--- START Data for this exercise ---
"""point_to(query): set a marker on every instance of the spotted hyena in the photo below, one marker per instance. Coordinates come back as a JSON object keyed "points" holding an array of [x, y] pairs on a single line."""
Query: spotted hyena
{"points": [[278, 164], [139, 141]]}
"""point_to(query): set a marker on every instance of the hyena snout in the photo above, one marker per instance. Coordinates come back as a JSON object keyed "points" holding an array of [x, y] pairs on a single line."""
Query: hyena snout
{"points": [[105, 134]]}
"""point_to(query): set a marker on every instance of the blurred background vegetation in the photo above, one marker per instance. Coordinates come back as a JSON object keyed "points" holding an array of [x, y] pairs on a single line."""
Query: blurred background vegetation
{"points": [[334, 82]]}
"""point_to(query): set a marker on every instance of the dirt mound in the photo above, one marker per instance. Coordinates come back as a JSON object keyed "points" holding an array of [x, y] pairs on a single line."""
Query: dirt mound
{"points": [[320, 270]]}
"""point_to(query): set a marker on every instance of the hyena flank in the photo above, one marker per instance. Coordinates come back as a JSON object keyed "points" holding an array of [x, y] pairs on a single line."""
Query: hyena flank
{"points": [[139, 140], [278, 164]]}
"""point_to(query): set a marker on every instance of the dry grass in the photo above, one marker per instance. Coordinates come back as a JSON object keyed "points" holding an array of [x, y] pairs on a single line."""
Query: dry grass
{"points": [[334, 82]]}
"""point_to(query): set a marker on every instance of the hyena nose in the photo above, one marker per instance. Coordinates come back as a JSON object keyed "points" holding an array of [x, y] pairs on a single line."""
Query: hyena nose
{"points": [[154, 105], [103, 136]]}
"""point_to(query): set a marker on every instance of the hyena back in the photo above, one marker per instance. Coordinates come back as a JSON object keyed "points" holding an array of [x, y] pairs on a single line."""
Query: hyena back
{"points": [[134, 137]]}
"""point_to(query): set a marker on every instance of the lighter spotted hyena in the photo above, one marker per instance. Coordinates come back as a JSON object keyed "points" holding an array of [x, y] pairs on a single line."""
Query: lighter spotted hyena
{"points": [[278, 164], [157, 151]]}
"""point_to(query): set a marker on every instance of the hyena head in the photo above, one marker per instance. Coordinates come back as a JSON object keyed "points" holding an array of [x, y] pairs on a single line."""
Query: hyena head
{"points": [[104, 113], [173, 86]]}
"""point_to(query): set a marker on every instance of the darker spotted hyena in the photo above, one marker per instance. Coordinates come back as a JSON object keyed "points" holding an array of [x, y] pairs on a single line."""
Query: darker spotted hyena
--- END Data for this exercise ---
** Task requirements **
Format every line of the records above as a Markdown table with the columns "Row" and "Text", numbering each line and leaving out blank lines.

** Response **
| Row | Text |
|---|---|
| 1 | """point_to(query): set a marker on every instance of the spotted hyena in the photo below, one marker per instance. Coordinates come back as a JSON object keyed "points" holding an array of [x, y] pairs on a single line.""" |
| 2 | Query: spotted hyena |
| 3 | {"points": [[278, 164], [139, 141]]} |
| 4 | """point_to(query): set a marker on every instance of the hyena snout in the photo above, one marker per instance. Coordinates come back as a JSON object keyed "points" holding an array of [x, y] pairs on a single line.""" |
| 5 | Query: hyena snout |
| 6 | {"points": [[105, 134]]} |
| 7 | """point_to(query): set a marker on every instance of the blurred background vegetation in the photo above, one marker per instance. Coordinates come back as a JSON object keyed "points" holding an array of [x, y] pairs on a single line.""" |
| 8 | Query: blurred background vegetation |
| 9 | {"points": [[334, 82]]} |
| 10 | """point_to(query): set a marker on every instance of the dirt mound in the photo above, one marker per instance. Coordinates come back as a JSON object keyed "points" holding an array of [x, y] pairs on a single line.""" |
| 11 | Query: dirt mound |
| 12 | {"points": [[320, 270]]} |
| 13 | """point_to(query): set a marker on every instance of the hyena flank in the photo above, one marker per instance. Coordinates come back as a JSON object keyed "points" holding an array of [x, y] pairs on a single line.""" |
| 14 | Query: hyena flank |
| 15 | {"points": [[139, 140], [278, 164]]} |
| 16 | """point_to(query): set a marker on every instance of the dry grass in the photo above, one marker per instance. Coordinates come back as a JSON object keyed "points" holding an array of [x, y] pairs on a single line.""" |
| 17 | Query: dry grass |
| 18 | {"points": [[334, 82]]} |
| 19 | """point_to(query): set a marker on every instance of the hyena nose in the photo above, one marker per instance. Coordinates come back as a JSON object keyed "points" holding an array of [x, y] pairs on a single line.""" |
| 20 | Query: hyena nose |
| 21 | {"points": [[154, 105], [103, 136]]} |
| 22 | """point_to(query): set a marker on every instance of the hyena back in the photo above, one marker per instance. Coordinates come back as a JSON object keyed "points" holding an array of [x, y] pairs on a single line.""" |
| 23 | Query: hyena back |
| 24 | {"points": [[134, 137]]} |
| 25 | """point_to(query): set a marker on every instance of the lighter spotted hyena in the photo above, one marker per instance. Coordinates come back as a JSON object keyed "points" holding an array of [x, y] pairs on a single line.""" |
| 26 | Query: lighter spotted hyena |
| 27 | {"points": [[278, 164], [157, 151]]} |
| 28 | """point_to(query): set a marker on every instance of the hyena head in the photo above, one marker per instance. Coordinates come back as a JSON object keyed "points" holding an array of [x, y] pairs on a single line.""" |
| 29 | Query: hyena head |
| 30 | {"points": [[104, 113], [173, 86]]} |
| 31 | """point_to(query): set a marker on every instance of the darker spotted hyena in the photo above, one marker per instance. Coordinates come back as a JSON object keyed "points" holding an array of [x, y] pairs on a single line.""" |
| 32 | Query: darker spotted hyena |